> _The problem_
Copy out all the records below with "even-odd" switched to "nonzero" everywhere and nothing else changed. Leave out the pictures.

◇ ◇ ◇ ◇ ◇ ◇ ◇

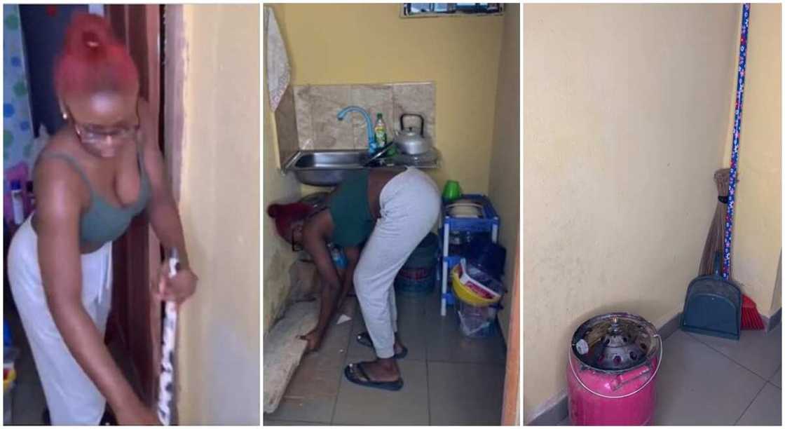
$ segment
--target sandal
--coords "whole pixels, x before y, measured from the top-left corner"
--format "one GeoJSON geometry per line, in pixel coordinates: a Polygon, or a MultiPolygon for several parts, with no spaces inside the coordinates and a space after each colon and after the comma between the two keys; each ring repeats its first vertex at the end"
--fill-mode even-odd
{"type": "MultiPolygon", "coordinates": [[[[357,334],[357,343],[365,346],[366,347],[374,348],[374,342],[371,339],[371,334],[367,331],[360,332],[357,334]]],[[[406,355],[409,354],[409,349],[403,347],[403,350],[392,355],[396,359],[403,359],[406,358],[406,355]]]]}
{"type": "Polygon", "coordinates": [[[346,368],[344,368],[346,380],[365,387],[374,387],[385,390],[400,390],[403,387],[403,379],[400,377],[398,377],[398,380],[395,381],[374,381],[371,380],[368,374],[363,369],[363,363],[357,362],[346,365],[346,368]]]}

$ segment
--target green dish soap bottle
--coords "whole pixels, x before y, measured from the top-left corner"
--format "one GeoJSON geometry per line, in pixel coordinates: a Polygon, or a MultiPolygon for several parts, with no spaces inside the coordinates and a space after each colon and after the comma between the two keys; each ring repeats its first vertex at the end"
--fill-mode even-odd
{"type": "MultiPolygon", "coordinates": [[[[376,137],[377,150],[380,150],[387,145],[387,126],[385,124],[385,120],[382,119],[381,113],[376,114],[376,125],[374,126],[374,134],[376,137]]],[[[395,146],[392,146],[387,150],[385,155],[392,156],[396,153],[395,146]]]]}

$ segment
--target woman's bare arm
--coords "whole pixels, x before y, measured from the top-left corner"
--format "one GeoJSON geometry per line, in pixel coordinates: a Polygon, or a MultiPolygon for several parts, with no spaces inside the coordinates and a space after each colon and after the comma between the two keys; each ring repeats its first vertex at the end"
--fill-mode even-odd
{"type": "Polygon", "coordinates": [[[79,366],[124,420],[144,405],[82,302],[80,178],[65,163],[46,160],[36,169],[35,184],[38,262],[49,311],[79,366]]]}
{"type": "Polygon", "coordinates": [[[354,283],[354,270],[357,268],[357,262],[360,262],[360,247],[344,248],[344,254],[346,255],[346,270],[344,272],[341,295],[338,296],[338,303],[336,306],[338,308],[343,306],[346,295],[354,283]]]}

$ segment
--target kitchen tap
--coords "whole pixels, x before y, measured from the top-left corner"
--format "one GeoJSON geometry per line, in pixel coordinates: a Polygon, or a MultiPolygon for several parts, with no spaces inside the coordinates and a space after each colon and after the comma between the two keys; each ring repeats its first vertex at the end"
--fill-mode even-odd
{"type": "Polygon", "coordinates": [[[342,121],[346,114],[350,112],[356,112],[365,118],[365,130],[368,134],[368,152],[373,154],[376,149],[376,138],[374,136],[374,123],[371,121],[371,116],[364,108],[357,106],[349,106],[338,112],[338,120],[342,121]]]}

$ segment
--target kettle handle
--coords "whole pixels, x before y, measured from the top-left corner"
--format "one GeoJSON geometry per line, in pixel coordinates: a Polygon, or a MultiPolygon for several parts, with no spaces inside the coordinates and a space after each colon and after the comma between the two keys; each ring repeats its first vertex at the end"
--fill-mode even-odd
{"type": "Polygon", "coordinates": [[[404,113],[400,116],[400,130],[405,130],[403,127],[403,118],[406,116],[417,116],[420,118],[420,137],[425,137],[425,119],[422,117],[422,115],[418,115],[417,113],[404,113]]]}

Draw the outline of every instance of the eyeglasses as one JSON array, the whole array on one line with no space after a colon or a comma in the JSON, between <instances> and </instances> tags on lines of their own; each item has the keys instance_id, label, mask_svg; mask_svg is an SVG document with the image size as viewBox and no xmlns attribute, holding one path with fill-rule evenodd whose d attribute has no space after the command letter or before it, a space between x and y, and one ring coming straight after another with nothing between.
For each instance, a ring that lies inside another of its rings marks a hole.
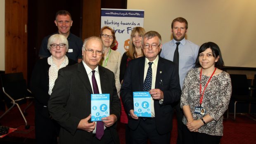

◇ ◇ ◇ ◇ ◇ ◇ ◇

> _Written solution_
$ segment
--target sandal
--coords "whole pixels, x before y, measured from the top-left corner"
--format "one GeoJSON geometry per line, in pixel coordinates: a Polygon, or a MultiPolygon for several parts, with no spaces inside the coordinates and a space after each colon and after the comma between the two keys; each ring repeats its first vertex at the end"
--fill-mode nonzero
{"type": "MultiPolygon", "coordinates": [[[[357,334],[357,343],[365,346],[366,347],[374,348],[374,342],[371,339],[371,334],[367,331],[360,332],[357,334]]],[[[406,355],[409,354],[409,349],[403,347],[403,350],[392,355],[396,359],[403,359],[406,358],[406,355]]]]}
{"type": "Polygon", "coordinates": [[[346,368],[344,368],[346,380],[365,387],[374,387],[385,390],[400,390],[403,387],[403,379],[400,377],[398,377],[398,380],[395,381],[374,381],[371,380],[368,374],[363,369],[363,363],[357,362],[346,365],[346,368]]]}

$ segment
--target green dish soap bottle
--coords "whole pixels, x before y, measured from the top-left corner"
--format "one GeoJSON geometry per line, in pixel coordinates: a Polygon, or a MultiPolygon for several parts, with no spaces inside the coordinates and a space after each colon and after the comma between the two keys; each ring repeats its first vertex at the end"
--fill-mode nonzero
{"type": "MultiPolygon", "coordinates": [[[[376,137],[377,150],[380,150],[387,145],[387,126],[385,124],[385,120],[382,119],[381,113],[376,114],[376,125],[374,126],[374,134],[376,137]]],[[[395,146],[392,146],[387,150],[385,155],[392,156],[396,153],[395,146]]]]}

$ segment
--target woman's bare arm
--coords "whole pixels, x before y, measured from the top-left corner"
--format "one GeoJSON geometry per line, in pixel coordinates: a Polygon, or a MultiPolygon for several parts, with no spaces inside the coordinates and a space after each colon and after the comma between the two keys; each ring repeats its first vertex at the end"
--fill-mode nonzero
{"type": "Polygon", "coordinates": [[[79,366],[124,420],[144,405],[82,302],[80,178],[65,163],[46,160],[36,169],[35,184],[38,262],[49,311],[79,366]]]}
{"type": "Polygon", "coordinates": [[[354,283],[354,270],[357,268],[357,262],[360,262],[360,247],[344,248],[344,254],[346,255],[346,270],[344,272],[341,295],[338,296],[338,303],[336,306],[338,308],[343,306],[346,295],[354,283]]]}

$ segment
--target kitchen tap
--coords "whole pixels, x before y, measured from the top-left corner"
--format "one GeoJSON geometry per line, in pixel coordinates: a Polygon, or a MultiPolygon for several parts, with no spaces inside the coordinates and a space after each colon and after the comma between the two keys; each ring repeats its first vertex at the end"
--fill-mode nonzero
{"type": "Polygon", "coordinates": [[[342,121],[346,114],[350,112],[356,112],[365,118],[365,130],[368,134],[368,152],[373,154],[376,149],[376,138],[374,136],[374,123],[371,121],[371,116],[364,108],[357,106],[349,106],[338,112],[338,120],[342,121]]]}

$ segment
--target kettle handle
--coords "whole pixels, x before y, measured from the top-left corner"
--format "one GeoJSON geometry per line, in pixel coordinates: a Polygon, or a MultiPolygon for several parts, with no spaces inside the coordinates and a space after each colon and after the comma between the two keys; each ring repeats its first vertex at the end"
--fill-mode nonzero
{"type": "Polygon", "coordinates": [[[404,113],[400,116],[400,130],[405,130],[403,127],[403,118],[406,116],[417,116],[420,118],[420,137],[425,137],[425,119],[422,117],[422,115],[418,115],[417,113],[404,113]]]}

Draw the outline of every instance of the eyeglasses as one JSON array, the whole array on one line with no space after a colon or a comma in the JSON, between <instances> and </instances> tags on lines of their own; each item has the keys instance_id, label, mask_svg; mask_svg is an SVG document with the image size as viewBox and no xmlns attribute, holding one path with fill-rule evenodd whose d attribute has no space after the command letter or before it, a space between x and y, and one ring coming straight after another with nothing between.
For each instance, a ring that lies inside another of its rings marks a hole.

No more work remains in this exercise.